*** Supplied entries ***

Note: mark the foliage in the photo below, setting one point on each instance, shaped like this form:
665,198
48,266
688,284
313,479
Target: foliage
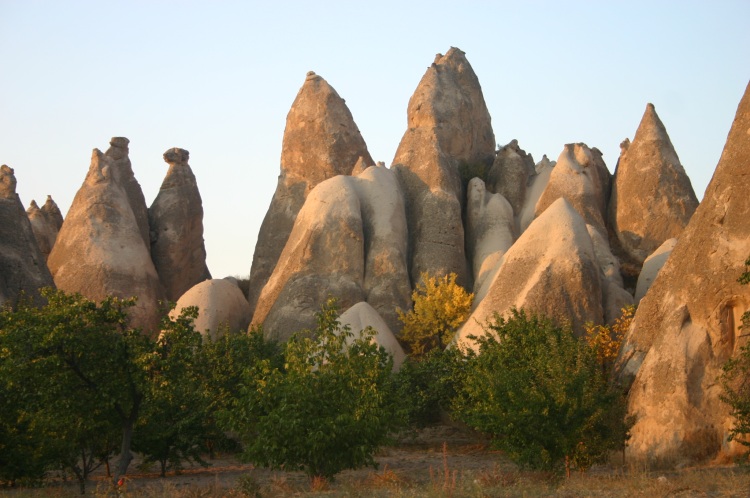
328,410
606,340
735,379
440,307
540,393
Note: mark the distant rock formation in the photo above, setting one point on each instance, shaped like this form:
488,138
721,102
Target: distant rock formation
46,222
221,307
551,269
687,325
176,224
100,249
22,266
652,198
362,315
349,242
321,141
448,124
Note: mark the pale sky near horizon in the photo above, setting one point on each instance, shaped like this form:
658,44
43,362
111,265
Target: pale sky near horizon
218,78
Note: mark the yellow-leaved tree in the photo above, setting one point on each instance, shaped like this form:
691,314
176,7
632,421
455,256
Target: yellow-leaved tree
440,307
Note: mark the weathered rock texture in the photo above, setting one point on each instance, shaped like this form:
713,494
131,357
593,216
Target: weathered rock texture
686,326
46,222
652,198
176,223
321,141
22,266
551,269
100,249
362,315
349,242
448,124
221,307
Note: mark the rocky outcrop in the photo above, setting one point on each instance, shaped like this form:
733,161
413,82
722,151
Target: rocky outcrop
652,198
349,242
22,267
551,269
46,222
321,141
448,124
361,316
686,326
176,223
489,233
581,177
222,307
100,250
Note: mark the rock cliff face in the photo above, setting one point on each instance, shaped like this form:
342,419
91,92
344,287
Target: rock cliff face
321,141
100,249
176,224
686,326
448,124
652,198
22,266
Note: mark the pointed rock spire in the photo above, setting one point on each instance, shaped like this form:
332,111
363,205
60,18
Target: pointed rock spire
652,198
176,222
448,125
320,141
688,323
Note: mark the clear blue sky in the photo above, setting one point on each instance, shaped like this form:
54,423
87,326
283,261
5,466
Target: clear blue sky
217,78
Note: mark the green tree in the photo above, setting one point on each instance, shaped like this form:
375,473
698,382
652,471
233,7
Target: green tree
327,410
541,394
440,307
735,379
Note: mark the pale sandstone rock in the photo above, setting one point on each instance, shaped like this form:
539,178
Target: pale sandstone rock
176,221
652,198
448,124
362,315
100,249
581,177
22,266
687,325
221,307
551,269
651,266
489,233
321,141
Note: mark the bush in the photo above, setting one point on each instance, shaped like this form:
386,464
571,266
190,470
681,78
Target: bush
542,396
328,410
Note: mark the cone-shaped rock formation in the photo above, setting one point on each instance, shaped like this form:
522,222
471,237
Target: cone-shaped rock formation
652,198
321,141
176,222
687,325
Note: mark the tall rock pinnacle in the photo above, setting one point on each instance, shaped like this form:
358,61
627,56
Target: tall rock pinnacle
687,324
321,141
448,124
176,221
652,198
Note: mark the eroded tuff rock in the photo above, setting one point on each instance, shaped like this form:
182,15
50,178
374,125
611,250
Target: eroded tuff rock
46,222
349,242
221,307
581,177
652,198
320,141
22,266
686,326
489,233
100,249
176,222
551,269
448,124
362,315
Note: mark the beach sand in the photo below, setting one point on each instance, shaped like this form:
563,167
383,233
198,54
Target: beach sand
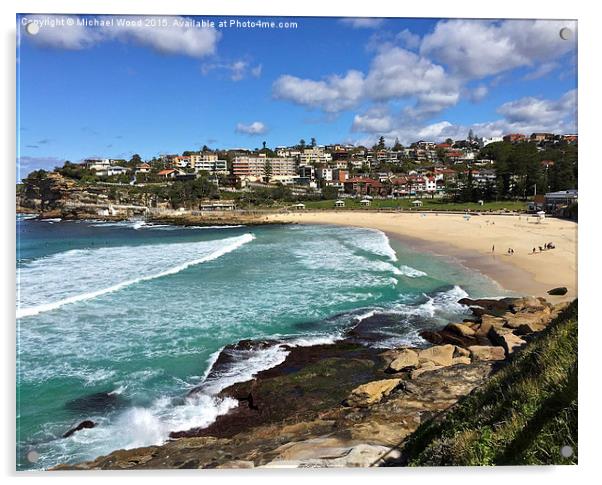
471,241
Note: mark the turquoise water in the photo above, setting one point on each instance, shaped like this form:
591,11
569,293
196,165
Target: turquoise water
118,321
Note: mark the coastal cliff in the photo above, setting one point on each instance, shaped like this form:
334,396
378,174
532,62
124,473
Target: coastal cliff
488,391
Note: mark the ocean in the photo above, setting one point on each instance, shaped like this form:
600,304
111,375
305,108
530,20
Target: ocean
117,322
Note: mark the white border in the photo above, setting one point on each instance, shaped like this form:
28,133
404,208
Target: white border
590,167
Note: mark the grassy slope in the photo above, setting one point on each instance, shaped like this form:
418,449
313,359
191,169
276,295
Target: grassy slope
522,416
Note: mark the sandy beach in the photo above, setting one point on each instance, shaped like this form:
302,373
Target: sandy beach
471,243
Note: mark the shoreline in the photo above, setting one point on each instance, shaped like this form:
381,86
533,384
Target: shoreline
345,404
470,243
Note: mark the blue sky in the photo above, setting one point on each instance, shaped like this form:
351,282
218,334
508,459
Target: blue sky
117,90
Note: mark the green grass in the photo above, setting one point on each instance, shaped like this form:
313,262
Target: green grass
428,204
523,416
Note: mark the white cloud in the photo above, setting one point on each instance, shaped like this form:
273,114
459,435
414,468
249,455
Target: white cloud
479,48
408,39
255,128
478,93
174,35
541,71
362,23
538,111
236,70
334,93
394,74
375,120
525,115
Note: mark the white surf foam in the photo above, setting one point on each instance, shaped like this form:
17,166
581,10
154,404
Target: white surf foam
75,269
411,272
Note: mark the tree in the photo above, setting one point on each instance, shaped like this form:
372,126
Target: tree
329,192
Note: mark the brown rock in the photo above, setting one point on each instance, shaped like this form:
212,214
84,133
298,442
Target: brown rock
426,367
372,392
527,328
505,338
492,321
461,352
487,353
406,359
461,360
527,304
460,329
438,355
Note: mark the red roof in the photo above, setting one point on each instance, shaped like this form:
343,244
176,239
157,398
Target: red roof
364,180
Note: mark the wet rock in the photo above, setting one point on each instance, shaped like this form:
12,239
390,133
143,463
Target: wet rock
505,338
438,355
371,392
480,353
528,328
405,359
94,403
460,329
426,367
488,305
527,304
87,424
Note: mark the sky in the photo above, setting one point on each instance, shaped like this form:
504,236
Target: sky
156,85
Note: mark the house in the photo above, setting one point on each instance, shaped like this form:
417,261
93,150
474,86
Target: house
218,206
363,186
96,164
110,171
554,201
514,138
170,173
143,168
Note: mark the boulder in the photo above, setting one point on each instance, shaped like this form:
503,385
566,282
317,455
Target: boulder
426,367
444,336
461,360
492,321
505,338
486,353
527,304
515,320
488,305
460,329
527,328
461,352
87,424
438,354
405,359
372,392
237,464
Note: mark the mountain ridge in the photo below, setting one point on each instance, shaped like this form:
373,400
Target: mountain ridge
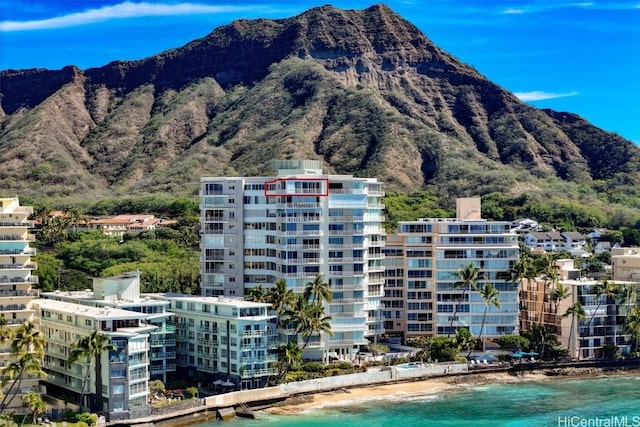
363,90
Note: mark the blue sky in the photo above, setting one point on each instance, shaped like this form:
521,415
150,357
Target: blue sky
576,56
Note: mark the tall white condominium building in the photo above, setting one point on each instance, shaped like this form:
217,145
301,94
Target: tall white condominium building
434,251
118,381
294,226
16,280
123,292
224,339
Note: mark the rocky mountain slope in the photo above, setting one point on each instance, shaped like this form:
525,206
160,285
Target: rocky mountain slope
363,90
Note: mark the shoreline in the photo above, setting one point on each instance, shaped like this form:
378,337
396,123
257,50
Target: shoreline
431,387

*** End of Supplied entries ***

Work order - Would you please transcribe the listing in full, exactly, while omitting the images?

Response area -
Note: mark the foliage in the photo below, setting one point on each instance, shaped like this form:
665,198
48,266
688,284
313,479
Target: foliage
328,410
606,340
735,379
440,307
540,393
Note: mark the distant rock formation in the photo above, setting one point on each instance, shaped like this form:
488,138
721,102
Target: distant rock formation
46,222
221,307
551,269
687,325
176,224
100,249
22,266
652,198
362,315
349,242
321,141
448,124
Note: mark the pale sky near horizon in the photo above, setting one point on each instance, shaped like this form:
658,44
43,362
111,265
Target: pale sky near horizon
218,78
Note: mark the yellow-leaved tree in the photo above, setting one point on each instance, shaped like this form:
691,314
176,7
632,421
455,256
Target: yellow-leaved tree
440,307
Note: mark the weathered rock texture in the photo above, setting one point on each instance, shaped like this form:
713,494
131,357
593,216
Target: weathered rock texture
686,326
46,222
652,198
176,223
321,141
22,266
551,269
100,249
362,315
349,242
448,124
221,307
Note: mark the rocky outcrop in the photo above, setting one point on each instance, shaped like this form:
733,161
413,82
722,151
Target: rocky outcrop
652,198
349,242
22,267
551,269
46,222
321,141
448,124
361,316
686,326
176,223
489,233
581,177
222,307
100,250
Note: mark the rock cliff face in the photo above, setting one point on each instance, shaped like this form:
342,419
91,92
344,287
Target: rock cliff face
321,141
100,249
176,224
686,326
448,124
652,198
22,266
Note: mark the pointed rock spire in the photo above, setting one point on each instance, shaped like this form:
332,111
363,205
60,18
Target: pointed rock spire
652,198
176,222
448,125
320,141
688,323
Note: mark the clear blue sky in the photo above, setting one point on each instance, shaped like this form:
54,423
87,326
283,261
5,466
Target: clear blue sky
217,78
Note: mark the green tree in the photo above, setting one point on each instance, shaped like this form:
375,473
698,382
652,471
233,7
Target: green tree
327,410
541,394
440,307
735,379
Note: mark the pale sandstone rock in the photo above, setting one point on each instance, shaped like this form:
539,178
Target: pale sandstone rock
176,221
652,198
448,124
362,315
100,249
581,177
22,266
687,325
221,307
551,269
651,266
489,233
321,141
Note: mark the bush in the photo above, setting one point on each instance, shaped like this form:
386,464
571,266
190,470
681,78
Target: bush
542,396
328,410
Note: mark the cone-shaped rock formation in the photo above, setting one point on each instance, shaped like this form:
522,222
471,237
Target: cone-shaped rock formation
652,198
321,141
176,222
687,325
Note: mark the tall rock pinnacle in the photo above, setting one point on each instance, shaped like this form:
358,61
627,56
Target: tall rock pinnacle
687,324
321,141
448,124
176,221
652,198
Note: mark the eroded tuff rock in the photo above, setting one point on each instance, shaped like this form:
182,15
50,178
374,125
611,250
Target: eroded tuff rock
46,222
349,242
221,307
581,177
652,198
320,141
22,266
686,326
489,233
100,249
176,222
551,269
448,124
362,315
Note: mark the beach sand in the photo below, setting one point on each instance, shaped like this form:
563,167
383,233
198,54
Target: beach sand
471,241
Note: mark the turquoise water in the photo above, setting one point on each instance, shaped like this form:
591,11
569,293
196,165
Target: turquoise water
118,321
Note: mark the coastal cliff in the photo above, setting one point on each instance, shaped like this form:
334,396
378,174
532,62
124,473
Target: coastal cliff
488,391
Note: mark the ocean in the photo above, setting one point on each instance, shaped like this form:
600,304
111,375
305,108
530,20
Target: ocean
117,322
Note: mark the white border in the photo above, setting one point on each instance, shaped like this form:
28,133
404,208
Target: white border
590,167
Note: mark the grassy slope in the photo above, setting one point on each instance, shaped like this form:
418,449
313,359
191,169
276,295
Target: grassy slope
522,416
Note: mark the sandy beach in the photo above, setting one point on each instance, shaped like this form:
302,373
Target: sandy beach
471,243
Note: mark the shoreline in the photo above, setting one point on each instance, shaped like this form:
381,86
533,384
Target: shoreline
345,404
470,243
Note: mark the blue sky in the photo above, setting one point on each instance, shaped like this form:
351,282
218,334
508,459
Target: blue sky
117,90
Note: mark the green grass in the photo above, setting one point on each instance, shaped like this form:
313,262
Target: green grass
428,204
523,416
Note: mark the white cloud in the photo above, setting one point on each instance, shaped like this form:
273,114
459,435
414,468
249,455
Target: white cloud
479,48
408,39
255,128
478,93
174,35
541,71
362,23
538,111
236,70
334,93
394,74
375,120
525,115
Note: mark the white surf foam in the photo above, setting one point on each instance, shaped like this form:
17,166
581,10
154,404
Target: white surf foam
75,269
411,272
Note: mark the tree in the photo above, setting one point on each instance, shaped like this form:
372,126
Target: tree
329,192
Note: mark the brown rock in the photo above, setting one point on each instance, shaped like this form:
212,214
84,133
298,442
Target: brown rock
426,367
372,392
527,328
505,338
492,321
461,352
487,353
406,359
461,360
527,304
460,329
438,355
Note: mark the red roof in the photo above, setting one point on each instance, shaped like this form:
343,244
176,239
157,398
Target: red roof
364,180
Note: mark the wet rock in the photo above, setting one point on each instance, shaped like this form:
12,239
390,133
143,463
Target: wet rock
505,338
438,355
371,392
480,353
528,328
405,359
94,403
460,329
426,367
488,305
527,304
87,424
Note: mark the sky in the photo above, setting one point on each instance, shaped like this form:
504,236
Target: sky
156,85
Note: mark the house in the photo above, setting one point on each instance, shaped like this form:
417,261
93,150
474,86
Target: house
218,206
363,186
96,164
110,171
554,201
514,138
170,173
143,168
Note: mark the boulder in the photo above, setting one point on each instance, shaped like this form:
503,385
566,282
317,455
Target: boulder
426,367
444,336
461,360
492,321
505,338
486,353
527,304
515,320
488,305
460,329
527,328
461,352
87,424
438,354
405,359
372,392
237,464
Note: mark the mountain ridge in the photo below, setting one point on each instance, shaped like this form:
373,400
Target: mountain ridge
363,90
Note: mark the blue sky in the photo above, setting one point on each instance, shaped like this form:
521,415
150,357
Target: blue sky
576,56
Note: mark the tall white condominium building in the photo above, setting one point on each instance, shaped like this form:
217,145
301,94
Target: tall white condominium building
434,251
118,381
294,226
16,280
123,292
224,339
Note: mark the rocky mountain slope in the photo above, setting one point on each instance, shaped like this form:
525,206
160,285
Target: rocky mountain slope
363,90
Note: mark the shoreline in the photo above, setting one point on each instance, shaped like this form:
378,337
396,123
257,50
Target: shoreline
431,387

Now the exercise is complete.